4. Workforce summary

Why PE asks: Headcount, W-2 vs. 1099 split, BICSI cert counts (RCDD, DCDC, TECH, INSTL2), and manufacturer cert counts. Labor is the binding constraint in low-voltage, so the depth and credential mix of your workforce is a defensible asset. The 1099 mix also flags misclassification exposure.

How to prepare: Roster columns: role, hire date, full-time vs. part-time, W-2 vs. 1099 (with classification rationale), comp structure, BICSI certifications held with expiration date, manufacturer certifications held, OSHA 10/30 status, and any active non-compete or non-solicit. Calculate 12-month rolling installer retention.

5. Geographic and license footprint

Why PE asks: Which states, counties, and municipal jurisdictions does the company hold low-voltage and electrical licenses in, and who is the named qualifier on each? This gates the buyer’s ability to operate the company on day one post-close.

How to prepare: Spreadsheet by state and jurisdiction: license type, license number, named qualifier (RME / RMO / master electrician), expiration date, renewal cycle, and any open compliance items. Flag any license where the founder is the sole qualifier.

6. Manufacturer-partner certified-installer status

Why PE asks: Panduit, CommScope, Corning, Belden, and others have change-of-control provisions in their certified-installer agreements that can terminate or require re-approval on a sale. Losing certified status disqualifies the buyer from extending the manufacturer warranty, which is the entire point of certified installation.

How to prepare: Inventory all manufacturer-partner agreements. Read the change-of-control language on each one. Pre-clear the deal with each manufacturer 6 to 12 months pre-close under NDA.

**AIM A**
Rewrite the passage on private equity due diligence from "5. Geographic and" up to and including "day one post-close.", putting "parishes" in place of "counties".
**AIM B**
Extend the passage on private equity due diligence by writing what comes after its last sentence.
The listing that follows comes from a separate source.

**SUPPLIED INFORMATION**
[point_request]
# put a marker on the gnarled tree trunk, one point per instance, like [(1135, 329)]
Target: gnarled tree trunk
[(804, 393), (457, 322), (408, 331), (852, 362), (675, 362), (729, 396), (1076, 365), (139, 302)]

**EXPECTED ANSWER A**
5. Geographic and license footprint

Why PE asks: Which states, parishes, and municipal jurisdictions does the company hold low-voltage and electrical licenses in, and who is the named qualifier on each? This gates the buyer’s ability to operate the company on day one post-close.

**EXPECTED ANSWER B**
7. Customer change-of-control consent matrix

Why PE asks: Each top-20 customer MSA either requires written consent on CoC, written notice, or neither. The matrix tells the buyer which customers might walk and how much friction the post-close consent process will create.

How to prepare: Read every top-20 customer MSA. Build the matrix. For any “written consent required” customers, pre-clear under NDA 6 to 12 months pre-close.

8. Recent change-of-control language samples from MSAs

Why PE asks: Buyers want to read the actual CoC clauses, not the seller’s summary. This is often the gating item for the deal.

How to prepare: Redact and prepare 5 to 10 representative customer MSAs for the data room, with CoC clauses highlighted.

9. Quality of Earnings or audited financials

Why PE asks: Sophisticated buyers expect a sell-side QoE for deals at $2M+ EBITDA. If you do not have one, they will build their own and use the findings to negotiate the price down.

How to prepare: Commission a sell-side QoE at T-9 to T-7 months. Cost: $50K to $150K typical for a $1M to $5M EBITDA target. See the dedicated QoE section below.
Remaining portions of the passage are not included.